## DATA LINES:
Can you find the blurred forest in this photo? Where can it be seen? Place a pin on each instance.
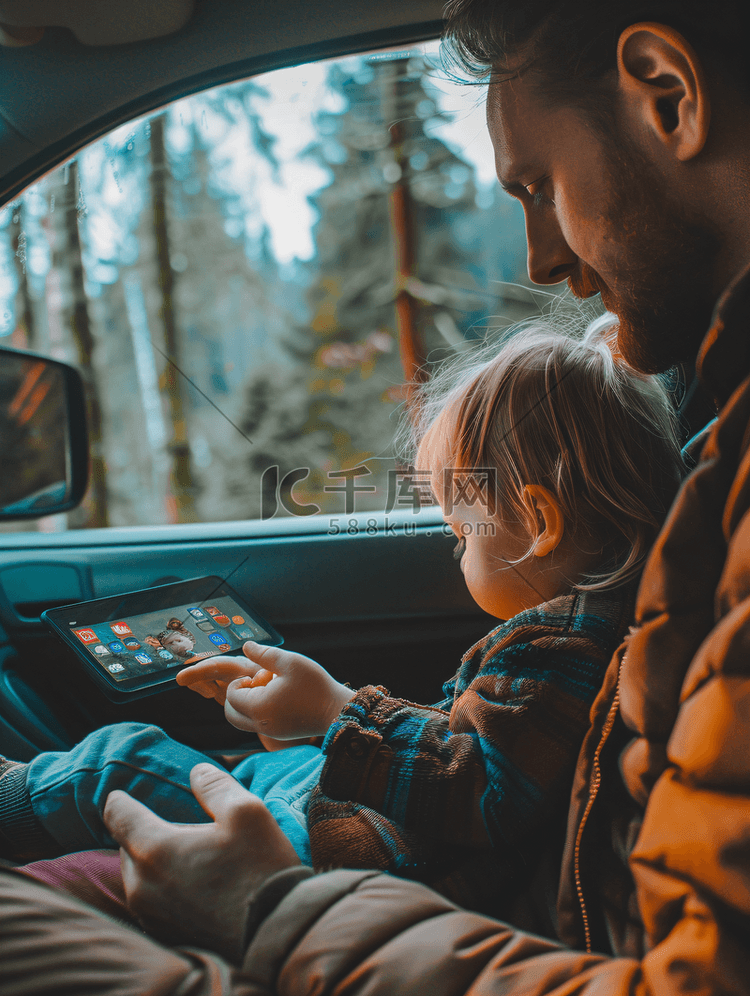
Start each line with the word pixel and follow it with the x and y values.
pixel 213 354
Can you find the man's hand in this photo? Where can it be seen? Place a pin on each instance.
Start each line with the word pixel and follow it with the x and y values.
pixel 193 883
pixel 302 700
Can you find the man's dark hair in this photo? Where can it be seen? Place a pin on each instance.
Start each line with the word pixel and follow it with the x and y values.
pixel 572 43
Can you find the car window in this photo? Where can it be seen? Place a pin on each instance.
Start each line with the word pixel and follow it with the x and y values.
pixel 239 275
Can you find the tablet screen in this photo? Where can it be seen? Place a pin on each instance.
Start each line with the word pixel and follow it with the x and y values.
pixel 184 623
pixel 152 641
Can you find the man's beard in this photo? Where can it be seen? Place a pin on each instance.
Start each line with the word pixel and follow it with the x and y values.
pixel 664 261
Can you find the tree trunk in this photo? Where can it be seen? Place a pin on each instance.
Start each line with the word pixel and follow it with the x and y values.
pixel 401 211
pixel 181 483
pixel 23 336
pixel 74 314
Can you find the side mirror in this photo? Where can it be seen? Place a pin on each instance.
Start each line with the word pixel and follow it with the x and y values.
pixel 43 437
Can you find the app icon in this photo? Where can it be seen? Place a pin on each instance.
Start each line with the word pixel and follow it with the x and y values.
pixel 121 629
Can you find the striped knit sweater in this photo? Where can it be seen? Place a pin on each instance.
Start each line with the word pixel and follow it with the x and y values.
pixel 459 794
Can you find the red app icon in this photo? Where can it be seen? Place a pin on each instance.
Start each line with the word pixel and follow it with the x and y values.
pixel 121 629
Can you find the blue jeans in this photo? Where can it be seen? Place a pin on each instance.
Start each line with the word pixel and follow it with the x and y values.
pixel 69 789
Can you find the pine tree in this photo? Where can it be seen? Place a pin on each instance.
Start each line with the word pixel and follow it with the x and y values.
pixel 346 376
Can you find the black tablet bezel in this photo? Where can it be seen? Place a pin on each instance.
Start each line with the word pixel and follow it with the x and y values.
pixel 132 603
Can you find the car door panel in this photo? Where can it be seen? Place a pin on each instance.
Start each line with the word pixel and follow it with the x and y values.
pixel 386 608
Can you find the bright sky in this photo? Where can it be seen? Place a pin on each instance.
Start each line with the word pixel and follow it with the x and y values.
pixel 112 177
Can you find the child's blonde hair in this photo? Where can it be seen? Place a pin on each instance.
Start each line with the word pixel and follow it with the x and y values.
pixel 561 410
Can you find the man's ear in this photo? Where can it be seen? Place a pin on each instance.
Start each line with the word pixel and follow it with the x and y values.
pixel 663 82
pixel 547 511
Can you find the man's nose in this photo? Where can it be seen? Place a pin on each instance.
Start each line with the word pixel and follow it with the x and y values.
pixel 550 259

## TASK TO CARRY OUT:
Render every line of the items above as a Markdown table with the columns Row and Line, numbering each row and skipping blank lines. Leave the pictures out.

## THE RESULT:
| Row | Line |
|---|---|
| 1 | Can you find the blurred forest in this photo? Where can it be seen? Place a pin on each instance. |
| 2 | Start each line with the word pixel and follow it with the x and y values. |
| 3 | pixel 213 354 |
| 4 | Can you find the man's hand in this photo? Where can it be seen? Place a pin on each instance. |
| 5 | Start each line with the word pixel and follow it with the x and y values. |
| 6 | pixel 193 883 |
| 7 | pixel 302 700 |
| 8 | Can you find the man's dark hair in this photo? Where can it be seen? Place a pin on each instance. |
| 9 | Start each line with the word pixel and follow it with the x and y values. |
| 10 | pixel 572 43 |
| 11 | Can you find the car window in this photo? Where can it be seen? Place a pin on each instance. |
| 12 | Start each line with the word pixel and follow it with the x and y values. |
| 13 | pixel 239 275 |
| 14 | Can you find the tablet screen in this photo? Where can it be seen? Place a pin on each instance. |
| 15 | Start each line with the word pixel and follow it with the x and y values. |
| 16 | pixel 184 623 |
| 17 | pixel 152 641 |
| 18 | Can you find the man's beard in this photo? Where can it be seen? Place a pin on each instance. |
| 19 | Start each line with the word pixel and follow it with the x and y values. |
| 20 | pixel 664 261 |
| 21 | Can you find the tree trunk in this photo? Where can it be seen? Place a pin on each instance. |
| 22 | Start each line with the word pixel and follow it with the x and y values. |
| 23 | pixel 401 211 |
| 24 | pixel 181 483 |
| 25 | pixel 23 336 |
| 26 | pixel 74 314 |
| 27 | Can you find the side mirror in this photo? Where can it be seen? Place a pin on each instance. |
| 28 | Start each line with the word pixel and follow it with the x and y values. |
| 29 | pixel 43 437 |
| 30 | Can you find the app icon in this photo? Where can it be seen? Place a pin on each instance. |
| 31 | Start each line with the word pixel and follow it with the x and y values. |
| 32 | pixel 121 629 |
| 33 | Can you find the striped knit sweater in this photo? Where can it be seen? Place a pin on each instance. |
| 34 | Start each line with the word pixel and follow it with the x and y values. |
| 35 | pixel 459 794 |
| 36 | Can you find the red app icon in this photo? Where can it be seen? Place a pin on each instance. |
| 37 | Start each line with the word pixel and follow it with the x and y values. |
| 38 | pixel 121 629 |
| 39 | Can you find the blue jeans in this photo? Where can it be seen? Place a pin on each instance. |
| 40 | Start each line with the word pixel and follow it with the x and y values. |
| 41 | pixel 69 789 |
| 42 | Can you find the pine tree in this photo? Where can it be seen? Place a pin on each instance. |
| 43 | Start each line with the word pixel and follow it with the x and y values. |
| 44 | pixel 346 376 |
| 45 | Can you find the black tablet bezel in this photo? Where can it be seen? Place a pin on each instance. |
| 46 | Start each line with the word pixel and follow it with the x and y values. |
| 47 | pixel 132 603 |
| 48 | Can you find the car door panel in this photo? Where can it be seen? Place a pin on each instance. |
| 49 | Start each line with the word pixel and follow it with the x and y values. |
| 50 | pixel 386 608 |
| 51 | Can you find the bright sky in this photo? Where can it be seen? Place a pin on each instance. |
| 52 | Start each line with the word pixel and follow it with the x and y values. |
| 53 | pixel 112 177 |
| 54 | Can you find the child's blonde hair in this photo? Where can it be seen? Place a pin on each instance. |
| 55 | Start each line with the word pixel and follow it with the x and y values. |
| 56 | pixel 561 410 |
| 57 | Can you find the man's ear in this photo? Where can it be seen? Place a pin on each instance. |
| 58 | Start each line with the word pixel and follow it with the x and y values. |
| 59 | pixel 663 82 |
| 60 | pixel 547 511 |
| 61 | Can you find the man's nose in this photo? Where can it be seen? Place a pin on each instance. |
| 62 | Start each line with the word pixel and follow it with the x and y values. |
| 63 | pixel 550 259 |